= STATED TASK =
Identify every line in the rows below that contains the word "foliage", and copy each of those lines in full.

Raw records:
※ ※ ※

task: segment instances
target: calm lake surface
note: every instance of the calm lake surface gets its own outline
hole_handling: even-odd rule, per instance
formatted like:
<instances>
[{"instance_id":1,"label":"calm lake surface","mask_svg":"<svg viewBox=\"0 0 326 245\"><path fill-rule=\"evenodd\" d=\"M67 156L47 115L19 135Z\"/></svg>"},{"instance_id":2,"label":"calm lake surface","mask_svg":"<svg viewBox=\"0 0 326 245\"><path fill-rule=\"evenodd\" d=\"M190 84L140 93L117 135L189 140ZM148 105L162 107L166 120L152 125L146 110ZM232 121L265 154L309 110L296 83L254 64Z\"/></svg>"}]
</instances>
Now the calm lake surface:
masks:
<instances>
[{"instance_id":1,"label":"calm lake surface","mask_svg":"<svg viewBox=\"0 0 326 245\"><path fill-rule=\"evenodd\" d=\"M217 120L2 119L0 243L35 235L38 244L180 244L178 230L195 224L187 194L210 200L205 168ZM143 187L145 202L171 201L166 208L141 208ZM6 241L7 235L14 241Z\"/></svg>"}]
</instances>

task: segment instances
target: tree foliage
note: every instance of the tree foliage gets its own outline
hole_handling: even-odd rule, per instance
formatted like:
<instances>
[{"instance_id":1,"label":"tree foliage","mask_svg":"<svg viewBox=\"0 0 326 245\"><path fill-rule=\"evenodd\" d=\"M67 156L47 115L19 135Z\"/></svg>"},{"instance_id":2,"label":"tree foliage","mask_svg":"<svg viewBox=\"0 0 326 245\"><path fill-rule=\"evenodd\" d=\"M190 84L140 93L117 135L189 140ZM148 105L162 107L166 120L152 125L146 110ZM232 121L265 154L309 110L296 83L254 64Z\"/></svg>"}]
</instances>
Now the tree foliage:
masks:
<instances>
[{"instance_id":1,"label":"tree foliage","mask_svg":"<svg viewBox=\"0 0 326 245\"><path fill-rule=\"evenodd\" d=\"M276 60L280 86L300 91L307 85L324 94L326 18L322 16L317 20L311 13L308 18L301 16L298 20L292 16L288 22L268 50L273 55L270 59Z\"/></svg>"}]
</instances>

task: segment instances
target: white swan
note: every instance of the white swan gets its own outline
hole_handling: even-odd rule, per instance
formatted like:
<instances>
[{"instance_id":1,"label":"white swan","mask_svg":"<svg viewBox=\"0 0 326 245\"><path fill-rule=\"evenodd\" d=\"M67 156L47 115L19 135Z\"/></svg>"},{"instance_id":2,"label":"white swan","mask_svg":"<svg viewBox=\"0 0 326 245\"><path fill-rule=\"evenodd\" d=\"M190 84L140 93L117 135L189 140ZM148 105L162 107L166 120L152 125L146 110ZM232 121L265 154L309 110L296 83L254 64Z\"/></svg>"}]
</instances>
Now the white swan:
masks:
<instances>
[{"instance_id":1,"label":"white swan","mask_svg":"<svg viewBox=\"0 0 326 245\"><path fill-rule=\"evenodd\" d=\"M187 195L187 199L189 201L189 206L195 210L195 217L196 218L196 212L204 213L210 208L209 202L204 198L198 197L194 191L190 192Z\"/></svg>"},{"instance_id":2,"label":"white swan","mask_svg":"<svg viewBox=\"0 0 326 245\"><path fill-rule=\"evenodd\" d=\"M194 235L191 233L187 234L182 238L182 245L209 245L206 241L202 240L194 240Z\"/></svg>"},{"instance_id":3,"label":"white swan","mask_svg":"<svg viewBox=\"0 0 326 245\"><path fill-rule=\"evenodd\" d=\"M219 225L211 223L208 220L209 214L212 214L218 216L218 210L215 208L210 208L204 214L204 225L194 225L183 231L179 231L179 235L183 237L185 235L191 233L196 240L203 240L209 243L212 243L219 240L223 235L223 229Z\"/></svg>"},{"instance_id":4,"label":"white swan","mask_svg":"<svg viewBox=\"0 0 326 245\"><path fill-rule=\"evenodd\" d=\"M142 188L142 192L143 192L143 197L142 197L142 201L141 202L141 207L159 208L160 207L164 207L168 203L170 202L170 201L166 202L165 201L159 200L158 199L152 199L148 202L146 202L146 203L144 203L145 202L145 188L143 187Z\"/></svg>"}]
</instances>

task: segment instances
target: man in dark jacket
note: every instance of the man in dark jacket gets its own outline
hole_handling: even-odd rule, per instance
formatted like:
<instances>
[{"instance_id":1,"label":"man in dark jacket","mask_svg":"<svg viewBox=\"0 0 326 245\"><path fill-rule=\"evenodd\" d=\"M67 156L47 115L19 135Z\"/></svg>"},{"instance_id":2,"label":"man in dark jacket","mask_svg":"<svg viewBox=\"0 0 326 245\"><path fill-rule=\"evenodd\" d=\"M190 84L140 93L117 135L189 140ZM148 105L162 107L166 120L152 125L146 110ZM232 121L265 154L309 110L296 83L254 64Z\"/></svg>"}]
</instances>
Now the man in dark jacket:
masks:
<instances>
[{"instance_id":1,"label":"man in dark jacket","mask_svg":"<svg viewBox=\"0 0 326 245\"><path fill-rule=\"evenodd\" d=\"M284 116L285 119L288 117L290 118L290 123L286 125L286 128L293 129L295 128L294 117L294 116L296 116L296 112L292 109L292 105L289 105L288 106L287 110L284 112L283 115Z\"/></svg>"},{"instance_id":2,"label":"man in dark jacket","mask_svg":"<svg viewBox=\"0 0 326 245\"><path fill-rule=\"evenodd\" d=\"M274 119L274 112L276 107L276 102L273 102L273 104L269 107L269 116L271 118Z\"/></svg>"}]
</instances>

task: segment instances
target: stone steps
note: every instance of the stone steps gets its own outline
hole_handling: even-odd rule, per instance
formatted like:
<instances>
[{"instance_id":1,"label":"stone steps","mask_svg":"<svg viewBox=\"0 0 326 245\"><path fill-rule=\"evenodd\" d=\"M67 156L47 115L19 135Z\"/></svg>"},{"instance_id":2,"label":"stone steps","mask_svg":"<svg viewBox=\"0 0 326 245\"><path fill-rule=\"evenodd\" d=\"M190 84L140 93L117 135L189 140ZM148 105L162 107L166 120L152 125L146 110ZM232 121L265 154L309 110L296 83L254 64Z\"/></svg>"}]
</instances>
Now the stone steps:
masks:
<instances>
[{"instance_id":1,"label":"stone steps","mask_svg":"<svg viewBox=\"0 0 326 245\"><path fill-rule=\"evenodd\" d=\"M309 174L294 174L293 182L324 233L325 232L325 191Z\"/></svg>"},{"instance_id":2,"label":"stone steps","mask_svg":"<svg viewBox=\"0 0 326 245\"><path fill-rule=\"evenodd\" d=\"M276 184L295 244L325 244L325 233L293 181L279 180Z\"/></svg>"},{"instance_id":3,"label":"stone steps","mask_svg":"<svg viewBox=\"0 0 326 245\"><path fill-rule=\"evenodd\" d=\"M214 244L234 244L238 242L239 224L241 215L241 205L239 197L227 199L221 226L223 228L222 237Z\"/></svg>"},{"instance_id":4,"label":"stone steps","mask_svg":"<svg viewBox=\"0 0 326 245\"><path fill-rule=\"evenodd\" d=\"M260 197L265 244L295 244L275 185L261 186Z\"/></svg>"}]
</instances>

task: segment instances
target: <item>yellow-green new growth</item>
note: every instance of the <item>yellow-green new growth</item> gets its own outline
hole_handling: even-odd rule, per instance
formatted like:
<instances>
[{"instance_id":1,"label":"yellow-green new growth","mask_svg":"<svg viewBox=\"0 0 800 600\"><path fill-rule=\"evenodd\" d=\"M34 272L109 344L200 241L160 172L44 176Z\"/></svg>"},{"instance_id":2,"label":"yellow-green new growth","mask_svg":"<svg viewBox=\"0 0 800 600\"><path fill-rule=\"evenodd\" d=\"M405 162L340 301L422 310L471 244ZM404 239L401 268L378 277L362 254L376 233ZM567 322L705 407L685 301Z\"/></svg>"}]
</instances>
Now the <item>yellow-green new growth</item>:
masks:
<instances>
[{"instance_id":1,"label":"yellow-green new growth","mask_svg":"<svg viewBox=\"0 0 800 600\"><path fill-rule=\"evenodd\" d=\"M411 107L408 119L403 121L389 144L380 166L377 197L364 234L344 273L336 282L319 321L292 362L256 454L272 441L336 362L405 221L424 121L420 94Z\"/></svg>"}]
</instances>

※ ※ ※

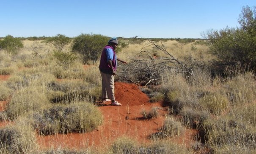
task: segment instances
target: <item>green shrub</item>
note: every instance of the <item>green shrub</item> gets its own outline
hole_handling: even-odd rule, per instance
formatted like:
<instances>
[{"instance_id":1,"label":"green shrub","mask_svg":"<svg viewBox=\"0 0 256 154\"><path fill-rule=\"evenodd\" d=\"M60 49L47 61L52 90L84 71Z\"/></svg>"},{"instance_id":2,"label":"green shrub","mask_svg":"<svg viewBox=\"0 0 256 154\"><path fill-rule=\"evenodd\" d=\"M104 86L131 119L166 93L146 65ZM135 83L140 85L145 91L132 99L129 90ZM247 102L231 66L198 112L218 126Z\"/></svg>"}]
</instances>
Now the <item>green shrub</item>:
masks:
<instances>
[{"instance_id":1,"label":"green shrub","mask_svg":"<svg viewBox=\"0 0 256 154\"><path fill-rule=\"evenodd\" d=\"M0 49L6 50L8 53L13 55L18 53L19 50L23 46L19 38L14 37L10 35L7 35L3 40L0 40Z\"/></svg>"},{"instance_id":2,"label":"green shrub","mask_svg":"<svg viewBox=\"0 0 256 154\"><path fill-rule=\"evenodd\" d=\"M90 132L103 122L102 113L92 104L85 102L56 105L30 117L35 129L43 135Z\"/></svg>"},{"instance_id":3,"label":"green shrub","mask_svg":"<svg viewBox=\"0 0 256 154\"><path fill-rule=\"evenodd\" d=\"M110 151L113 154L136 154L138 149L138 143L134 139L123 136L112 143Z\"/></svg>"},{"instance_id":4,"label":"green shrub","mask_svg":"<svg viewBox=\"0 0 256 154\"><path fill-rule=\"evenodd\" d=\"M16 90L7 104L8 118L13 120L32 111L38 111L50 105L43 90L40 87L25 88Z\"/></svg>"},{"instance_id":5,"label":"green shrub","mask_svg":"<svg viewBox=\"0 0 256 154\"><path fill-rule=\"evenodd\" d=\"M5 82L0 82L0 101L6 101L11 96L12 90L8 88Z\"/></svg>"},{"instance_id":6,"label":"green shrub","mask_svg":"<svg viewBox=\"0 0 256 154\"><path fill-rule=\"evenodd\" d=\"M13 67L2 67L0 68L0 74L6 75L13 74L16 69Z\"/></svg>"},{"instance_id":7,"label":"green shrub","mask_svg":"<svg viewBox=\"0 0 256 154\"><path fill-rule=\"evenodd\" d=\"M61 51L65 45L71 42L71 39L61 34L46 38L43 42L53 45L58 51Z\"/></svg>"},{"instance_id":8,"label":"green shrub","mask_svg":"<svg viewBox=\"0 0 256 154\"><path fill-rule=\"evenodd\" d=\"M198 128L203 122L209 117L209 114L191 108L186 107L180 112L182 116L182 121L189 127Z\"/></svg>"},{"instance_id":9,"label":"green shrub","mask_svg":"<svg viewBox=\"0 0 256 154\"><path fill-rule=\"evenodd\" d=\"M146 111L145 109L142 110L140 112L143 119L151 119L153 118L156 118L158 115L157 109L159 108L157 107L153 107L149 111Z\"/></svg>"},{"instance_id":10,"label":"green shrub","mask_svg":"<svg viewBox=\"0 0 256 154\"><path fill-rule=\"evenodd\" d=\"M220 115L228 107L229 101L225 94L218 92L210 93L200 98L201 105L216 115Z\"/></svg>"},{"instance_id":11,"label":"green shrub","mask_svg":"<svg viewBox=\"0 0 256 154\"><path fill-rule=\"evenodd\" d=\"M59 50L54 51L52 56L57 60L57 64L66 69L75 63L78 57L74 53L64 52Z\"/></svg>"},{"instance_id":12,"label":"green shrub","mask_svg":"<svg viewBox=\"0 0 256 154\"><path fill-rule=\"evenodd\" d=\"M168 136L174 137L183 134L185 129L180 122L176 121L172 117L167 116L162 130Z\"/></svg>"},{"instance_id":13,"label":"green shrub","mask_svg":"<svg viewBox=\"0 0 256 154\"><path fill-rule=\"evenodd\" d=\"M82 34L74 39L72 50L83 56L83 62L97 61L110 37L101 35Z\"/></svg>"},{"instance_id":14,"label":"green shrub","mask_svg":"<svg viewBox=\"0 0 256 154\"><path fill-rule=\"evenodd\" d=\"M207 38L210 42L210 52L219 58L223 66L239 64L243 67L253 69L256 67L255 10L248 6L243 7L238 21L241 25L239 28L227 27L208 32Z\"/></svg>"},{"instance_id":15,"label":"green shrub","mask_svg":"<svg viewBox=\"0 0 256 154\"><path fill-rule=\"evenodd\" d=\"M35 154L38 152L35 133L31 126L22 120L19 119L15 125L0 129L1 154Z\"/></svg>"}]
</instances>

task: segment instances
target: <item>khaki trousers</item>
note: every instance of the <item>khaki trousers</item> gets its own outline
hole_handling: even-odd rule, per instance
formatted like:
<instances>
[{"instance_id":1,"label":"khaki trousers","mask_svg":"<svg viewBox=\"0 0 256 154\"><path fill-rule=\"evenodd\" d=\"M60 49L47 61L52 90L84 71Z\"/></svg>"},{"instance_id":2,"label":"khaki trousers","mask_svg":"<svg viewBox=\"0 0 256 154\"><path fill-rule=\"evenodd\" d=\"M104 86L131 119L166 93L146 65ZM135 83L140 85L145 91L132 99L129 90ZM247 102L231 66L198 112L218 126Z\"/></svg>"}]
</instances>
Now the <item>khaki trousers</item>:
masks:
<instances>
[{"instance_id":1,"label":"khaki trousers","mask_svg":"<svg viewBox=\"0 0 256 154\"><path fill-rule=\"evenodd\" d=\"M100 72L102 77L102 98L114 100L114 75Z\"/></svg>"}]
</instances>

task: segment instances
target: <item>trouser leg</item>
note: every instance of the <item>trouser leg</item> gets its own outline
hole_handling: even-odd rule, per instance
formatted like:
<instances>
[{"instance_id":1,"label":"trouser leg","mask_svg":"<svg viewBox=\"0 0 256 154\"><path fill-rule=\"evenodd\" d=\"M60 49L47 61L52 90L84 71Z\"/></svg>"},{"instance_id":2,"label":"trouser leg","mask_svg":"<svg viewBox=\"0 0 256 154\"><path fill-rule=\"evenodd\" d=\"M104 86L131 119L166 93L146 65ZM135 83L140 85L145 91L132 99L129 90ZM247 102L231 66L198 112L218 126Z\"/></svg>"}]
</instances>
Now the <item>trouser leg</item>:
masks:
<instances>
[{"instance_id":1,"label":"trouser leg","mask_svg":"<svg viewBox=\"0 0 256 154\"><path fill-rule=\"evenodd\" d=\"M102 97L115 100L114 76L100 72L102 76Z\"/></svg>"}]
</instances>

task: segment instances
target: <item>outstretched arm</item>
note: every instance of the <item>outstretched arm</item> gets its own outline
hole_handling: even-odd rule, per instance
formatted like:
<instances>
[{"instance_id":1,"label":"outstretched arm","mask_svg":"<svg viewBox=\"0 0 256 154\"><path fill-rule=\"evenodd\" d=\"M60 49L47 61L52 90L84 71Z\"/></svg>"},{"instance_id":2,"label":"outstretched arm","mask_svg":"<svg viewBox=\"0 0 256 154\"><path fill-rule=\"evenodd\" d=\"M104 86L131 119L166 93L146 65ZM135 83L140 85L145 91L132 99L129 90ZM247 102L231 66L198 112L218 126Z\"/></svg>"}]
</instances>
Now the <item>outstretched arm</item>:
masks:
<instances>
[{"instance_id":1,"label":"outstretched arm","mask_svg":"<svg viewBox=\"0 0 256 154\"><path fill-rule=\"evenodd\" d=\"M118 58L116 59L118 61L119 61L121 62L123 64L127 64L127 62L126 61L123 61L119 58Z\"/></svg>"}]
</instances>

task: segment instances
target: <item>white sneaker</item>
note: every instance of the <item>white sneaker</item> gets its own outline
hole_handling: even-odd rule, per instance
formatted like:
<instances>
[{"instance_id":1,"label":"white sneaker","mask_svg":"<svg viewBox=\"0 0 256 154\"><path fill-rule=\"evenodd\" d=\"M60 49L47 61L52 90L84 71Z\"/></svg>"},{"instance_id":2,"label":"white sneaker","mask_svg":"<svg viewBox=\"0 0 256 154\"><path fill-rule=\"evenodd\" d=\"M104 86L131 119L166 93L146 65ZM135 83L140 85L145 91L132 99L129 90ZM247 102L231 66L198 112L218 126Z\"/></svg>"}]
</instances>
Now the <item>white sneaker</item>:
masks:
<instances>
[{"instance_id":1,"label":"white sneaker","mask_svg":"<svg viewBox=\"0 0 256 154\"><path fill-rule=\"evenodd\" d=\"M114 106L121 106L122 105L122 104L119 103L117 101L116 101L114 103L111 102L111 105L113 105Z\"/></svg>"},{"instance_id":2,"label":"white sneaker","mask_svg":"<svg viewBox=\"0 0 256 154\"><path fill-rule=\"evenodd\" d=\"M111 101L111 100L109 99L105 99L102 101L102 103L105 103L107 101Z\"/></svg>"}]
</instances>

※ ※ ※

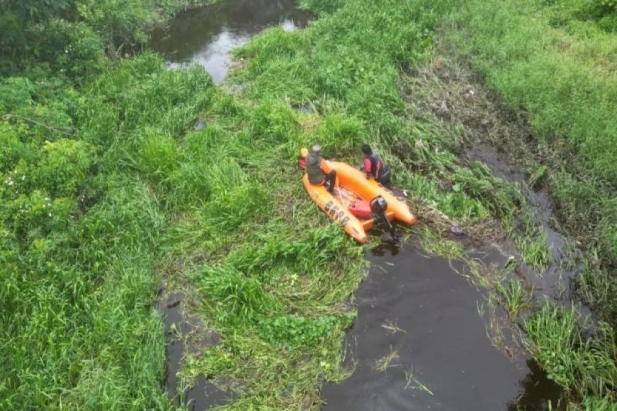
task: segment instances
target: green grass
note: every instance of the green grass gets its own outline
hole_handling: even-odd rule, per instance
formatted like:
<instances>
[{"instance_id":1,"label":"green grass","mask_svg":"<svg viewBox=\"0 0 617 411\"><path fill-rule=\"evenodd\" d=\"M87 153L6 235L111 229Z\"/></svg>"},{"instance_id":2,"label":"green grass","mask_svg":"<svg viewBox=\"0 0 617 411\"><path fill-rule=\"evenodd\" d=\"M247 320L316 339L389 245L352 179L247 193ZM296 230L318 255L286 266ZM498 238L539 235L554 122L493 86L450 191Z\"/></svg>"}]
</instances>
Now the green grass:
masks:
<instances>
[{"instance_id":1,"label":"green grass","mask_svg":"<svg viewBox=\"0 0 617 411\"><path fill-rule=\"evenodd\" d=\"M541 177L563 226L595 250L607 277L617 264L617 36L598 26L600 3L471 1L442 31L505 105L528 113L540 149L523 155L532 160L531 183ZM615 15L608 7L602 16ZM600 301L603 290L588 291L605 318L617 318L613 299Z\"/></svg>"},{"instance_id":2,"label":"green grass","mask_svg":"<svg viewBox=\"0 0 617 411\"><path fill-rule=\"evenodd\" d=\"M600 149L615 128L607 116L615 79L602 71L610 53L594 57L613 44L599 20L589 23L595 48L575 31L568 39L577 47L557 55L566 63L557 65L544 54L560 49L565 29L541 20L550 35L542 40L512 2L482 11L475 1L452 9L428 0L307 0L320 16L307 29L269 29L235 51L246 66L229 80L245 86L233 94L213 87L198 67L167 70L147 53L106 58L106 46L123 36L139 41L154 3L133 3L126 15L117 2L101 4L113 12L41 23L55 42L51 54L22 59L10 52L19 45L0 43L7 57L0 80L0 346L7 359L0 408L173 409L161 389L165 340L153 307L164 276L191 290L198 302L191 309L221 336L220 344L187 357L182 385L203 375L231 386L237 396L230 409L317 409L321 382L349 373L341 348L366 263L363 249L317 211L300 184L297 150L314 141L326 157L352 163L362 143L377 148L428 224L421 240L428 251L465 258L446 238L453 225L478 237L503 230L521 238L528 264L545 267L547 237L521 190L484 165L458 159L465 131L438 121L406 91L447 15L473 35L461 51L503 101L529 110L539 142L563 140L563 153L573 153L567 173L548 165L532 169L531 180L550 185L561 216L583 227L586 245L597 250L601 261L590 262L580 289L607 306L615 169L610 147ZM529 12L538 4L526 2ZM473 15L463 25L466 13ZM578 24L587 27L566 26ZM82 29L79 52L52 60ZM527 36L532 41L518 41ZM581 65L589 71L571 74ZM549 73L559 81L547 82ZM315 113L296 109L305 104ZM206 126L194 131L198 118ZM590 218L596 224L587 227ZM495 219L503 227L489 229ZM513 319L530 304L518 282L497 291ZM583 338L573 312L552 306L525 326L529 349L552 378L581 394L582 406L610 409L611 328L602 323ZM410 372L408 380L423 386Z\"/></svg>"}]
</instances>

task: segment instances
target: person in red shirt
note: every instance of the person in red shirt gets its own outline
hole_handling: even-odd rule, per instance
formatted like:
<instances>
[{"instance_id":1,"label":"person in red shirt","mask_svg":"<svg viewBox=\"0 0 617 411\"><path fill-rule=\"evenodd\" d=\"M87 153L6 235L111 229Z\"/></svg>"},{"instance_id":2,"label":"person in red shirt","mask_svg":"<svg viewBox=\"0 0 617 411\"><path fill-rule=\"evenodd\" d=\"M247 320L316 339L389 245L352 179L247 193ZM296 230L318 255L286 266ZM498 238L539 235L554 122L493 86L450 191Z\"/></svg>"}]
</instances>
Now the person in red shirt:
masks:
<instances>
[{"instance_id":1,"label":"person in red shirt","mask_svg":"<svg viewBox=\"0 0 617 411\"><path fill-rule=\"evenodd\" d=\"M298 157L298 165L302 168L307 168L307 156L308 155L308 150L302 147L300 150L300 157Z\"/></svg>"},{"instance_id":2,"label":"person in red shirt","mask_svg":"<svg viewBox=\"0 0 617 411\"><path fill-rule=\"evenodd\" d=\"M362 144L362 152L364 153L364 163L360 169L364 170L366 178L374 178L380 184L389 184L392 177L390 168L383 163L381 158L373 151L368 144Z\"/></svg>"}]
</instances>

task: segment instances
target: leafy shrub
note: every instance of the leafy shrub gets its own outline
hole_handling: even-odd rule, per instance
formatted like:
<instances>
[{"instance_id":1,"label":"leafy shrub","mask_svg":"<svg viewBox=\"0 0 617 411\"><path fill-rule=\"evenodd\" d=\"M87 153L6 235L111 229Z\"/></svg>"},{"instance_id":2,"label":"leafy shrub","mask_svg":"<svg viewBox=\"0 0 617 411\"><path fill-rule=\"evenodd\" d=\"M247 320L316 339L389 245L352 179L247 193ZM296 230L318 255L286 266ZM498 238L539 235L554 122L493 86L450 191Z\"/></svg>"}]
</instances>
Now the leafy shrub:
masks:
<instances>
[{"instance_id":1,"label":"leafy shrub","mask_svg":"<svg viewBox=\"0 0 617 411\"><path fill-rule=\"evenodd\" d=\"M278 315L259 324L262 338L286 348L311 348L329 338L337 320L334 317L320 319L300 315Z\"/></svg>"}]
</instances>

※ ※ ※

= CORRECT ANSWER =
target: tree foliage
note: every instance of the tree foliage gets its own outline
[{"instance_id":1,"label":"tree foliage","mask_svg":"<svg viewBox=\"0 0 326 245\"><path fill-rule=\"evenodd\" d=\"M67 156L47 115L19 135Z\"/></svg>"},{"instance_id":2,"label":"tree foliage","mask_svg":"<svg viewBox=\"0 0 326 245\"><path fill-rule=\"evenodd\" d=\"M190 84L140 93L117 135L189 140ZM148 105L162 107L166 120L152 125L146 110ZM232 121L265 154L309 110L296 83L254 64Z\"/></svg>"}]
Now the tree foliage:
[{"instance_id":1,"label":"tree foliage","mask_svg":"<svg viewBox=\"0 0 326 245\"><path fill-rule=\"evenodd\" d=\"M276 60L280 86L300 91L307 85L324 94L326 18L322 16L317 20L311 13L308 18L301 16L298 20L292 16L288 22L268 50L273 55L270 59Z\"/></svg>"}]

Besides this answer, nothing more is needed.